- Instructions to follow -
Copy the data below word for word, from the line with "Place a point on the potted" up to and including the line with "[[825, 394], [919, 302]]".

Position identification data
○ ○ ○ ○ ○ ○ ○

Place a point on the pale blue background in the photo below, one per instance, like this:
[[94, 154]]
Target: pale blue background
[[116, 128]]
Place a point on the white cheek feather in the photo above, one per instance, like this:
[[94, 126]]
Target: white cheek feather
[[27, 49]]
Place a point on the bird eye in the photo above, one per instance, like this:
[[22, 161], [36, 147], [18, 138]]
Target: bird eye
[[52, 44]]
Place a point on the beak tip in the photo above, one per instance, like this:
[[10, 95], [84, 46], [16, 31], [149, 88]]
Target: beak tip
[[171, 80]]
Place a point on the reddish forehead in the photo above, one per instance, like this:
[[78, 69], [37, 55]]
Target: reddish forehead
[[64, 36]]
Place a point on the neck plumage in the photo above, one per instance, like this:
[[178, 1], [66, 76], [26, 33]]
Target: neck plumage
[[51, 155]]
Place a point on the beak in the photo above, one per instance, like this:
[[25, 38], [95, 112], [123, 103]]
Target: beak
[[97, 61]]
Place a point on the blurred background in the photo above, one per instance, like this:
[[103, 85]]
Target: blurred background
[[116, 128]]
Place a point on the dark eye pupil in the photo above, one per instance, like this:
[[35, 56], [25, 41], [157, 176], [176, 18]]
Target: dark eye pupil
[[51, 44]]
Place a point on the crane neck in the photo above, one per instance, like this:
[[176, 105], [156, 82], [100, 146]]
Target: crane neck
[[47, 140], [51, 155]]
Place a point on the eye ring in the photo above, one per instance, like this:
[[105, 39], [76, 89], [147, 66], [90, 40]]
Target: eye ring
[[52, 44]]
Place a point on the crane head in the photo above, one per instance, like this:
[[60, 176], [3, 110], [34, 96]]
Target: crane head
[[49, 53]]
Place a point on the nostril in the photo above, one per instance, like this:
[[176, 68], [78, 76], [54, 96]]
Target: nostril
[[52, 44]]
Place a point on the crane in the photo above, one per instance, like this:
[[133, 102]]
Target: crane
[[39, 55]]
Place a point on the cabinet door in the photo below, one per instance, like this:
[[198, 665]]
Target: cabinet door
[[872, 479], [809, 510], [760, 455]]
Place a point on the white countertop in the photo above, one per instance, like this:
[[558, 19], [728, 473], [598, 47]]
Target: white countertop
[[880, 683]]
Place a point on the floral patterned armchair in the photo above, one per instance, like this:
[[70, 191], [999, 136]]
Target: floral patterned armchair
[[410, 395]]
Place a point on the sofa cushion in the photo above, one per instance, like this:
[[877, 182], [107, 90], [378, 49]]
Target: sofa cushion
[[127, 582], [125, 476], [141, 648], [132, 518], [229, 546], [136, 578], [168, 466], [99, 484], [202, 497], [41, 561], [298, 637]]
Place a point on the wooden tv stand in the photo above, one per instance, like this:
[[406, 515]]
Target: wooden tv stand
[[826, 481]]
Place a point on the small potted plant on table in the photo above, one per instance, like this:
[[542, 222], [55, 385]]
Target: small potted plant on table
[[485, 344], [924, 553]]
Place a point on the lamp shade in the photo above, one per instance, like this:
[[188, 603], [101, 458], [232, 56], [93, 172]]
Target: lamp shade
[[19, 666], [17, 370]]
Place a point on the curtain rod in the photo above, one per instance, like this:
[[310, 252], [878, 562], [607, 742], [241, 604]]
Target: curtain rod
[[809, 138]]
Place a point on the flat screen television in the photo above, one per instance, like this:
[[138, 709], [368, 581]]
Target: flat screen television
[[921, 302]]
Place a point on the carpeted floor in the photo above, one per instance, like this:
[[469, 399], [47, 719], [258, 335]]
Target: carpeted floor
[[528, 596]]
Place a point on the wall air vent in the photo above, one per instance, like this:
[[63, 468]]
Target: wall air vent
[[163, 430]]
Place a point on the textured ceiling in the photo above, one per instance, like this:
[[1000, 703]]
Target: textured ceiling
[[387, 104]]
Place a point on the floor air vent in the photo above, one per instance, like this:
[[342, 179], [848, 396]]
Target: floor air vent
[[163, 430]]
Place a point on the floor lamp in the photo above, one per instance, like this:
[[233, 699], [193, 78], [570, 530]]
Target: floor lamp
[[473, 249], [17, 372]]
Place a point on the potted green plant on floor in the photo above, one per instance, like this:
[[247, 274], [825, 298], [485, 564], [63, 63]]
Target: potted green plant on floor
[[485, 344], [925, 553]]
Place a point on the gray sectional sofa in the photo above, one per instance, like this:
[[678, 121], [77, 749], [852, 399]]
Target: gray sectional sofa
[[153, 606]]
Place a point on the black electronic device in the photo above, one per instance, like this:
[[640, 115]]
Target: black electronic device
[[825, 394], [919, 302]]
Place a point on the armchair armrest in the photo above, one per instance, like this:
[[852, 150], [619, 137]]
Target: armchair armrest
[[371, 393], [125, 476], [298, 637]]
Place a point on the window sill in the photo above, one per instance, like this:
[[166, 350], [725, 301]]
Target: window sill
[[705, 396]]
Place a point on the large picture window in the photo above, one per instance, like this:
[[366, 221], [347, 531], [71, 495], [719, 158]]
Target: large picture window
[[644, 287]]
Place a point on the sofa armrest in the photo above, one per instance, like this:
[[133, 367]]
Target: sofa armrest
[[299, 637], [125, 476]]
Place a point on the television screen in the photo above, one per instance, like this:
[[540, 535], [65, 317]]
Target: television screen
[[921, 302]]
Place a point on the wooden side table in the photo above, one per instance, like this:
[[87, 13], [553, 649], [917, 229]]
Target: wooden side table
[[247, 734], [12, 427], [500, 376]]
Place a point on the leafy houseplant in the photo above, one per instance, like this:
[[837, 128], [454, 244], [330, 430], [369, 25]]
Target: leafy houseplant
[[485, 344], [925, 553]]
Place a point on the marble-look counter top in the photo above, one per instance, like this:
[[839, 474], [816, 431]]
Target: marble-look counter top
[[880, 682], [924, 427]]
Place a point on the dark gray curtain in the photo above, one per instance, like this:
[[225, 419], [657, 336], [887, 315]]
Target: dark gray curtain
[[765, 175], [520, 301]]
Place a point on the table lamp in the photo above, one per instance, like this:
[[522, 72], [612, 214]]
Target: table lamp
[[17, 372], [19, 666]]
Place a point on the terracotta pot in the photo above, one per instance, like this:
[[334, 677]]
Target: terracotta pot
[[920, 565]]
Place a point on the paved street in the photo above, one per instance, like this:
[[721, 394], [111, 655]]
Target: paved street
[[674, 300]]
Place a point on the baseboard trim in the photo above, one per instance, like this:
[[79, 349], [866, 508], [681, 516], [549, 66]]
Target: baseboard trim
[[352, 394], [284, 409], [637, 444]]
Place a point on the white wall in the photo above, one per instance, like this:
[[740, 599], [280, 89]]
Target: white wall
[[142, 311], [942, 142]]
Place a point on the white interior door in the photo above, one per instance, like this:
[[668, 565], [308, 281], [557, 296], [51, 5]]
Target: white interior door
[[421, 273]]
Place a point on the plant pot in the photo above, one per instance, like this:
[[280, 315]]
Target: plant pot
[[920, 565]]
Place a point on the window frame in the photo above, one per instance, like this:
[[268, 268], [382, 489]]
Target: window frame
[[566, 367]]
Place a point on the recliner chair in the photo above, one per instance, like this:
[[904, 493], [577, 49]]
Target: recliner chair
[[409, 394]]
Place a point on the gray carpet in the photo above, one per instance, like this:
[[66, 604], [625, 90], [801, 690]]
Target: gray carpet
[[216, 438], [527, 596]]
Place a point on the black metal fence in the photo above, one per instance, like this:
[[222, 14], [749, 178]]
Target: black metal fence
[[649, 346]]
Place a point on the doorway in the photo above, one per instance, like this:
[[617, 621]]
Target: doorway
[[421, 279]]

○ ○ ○ ○ ○ ○ ○

- Reply to the exercise -
Place a point on the potted green plant on floor in the photo above, one per instance, like this:
[[247, 274], [825, 298], [485, 564], [63, 63]]
Target: potted green plant on floor
[[485, 344], [925, 553]]
Place a point on the gray sectional sofa in the photo above, one per instance, like this:
[[678, 121], [77, 749], [852, 399]]
Target: gray sectional sofa
[[153, 606]]
Place a point on the black electronic device in the photo above, one per instance, like this:
[[640, 115]]
Target: black electronic device
[[825, 394], [919, 302]]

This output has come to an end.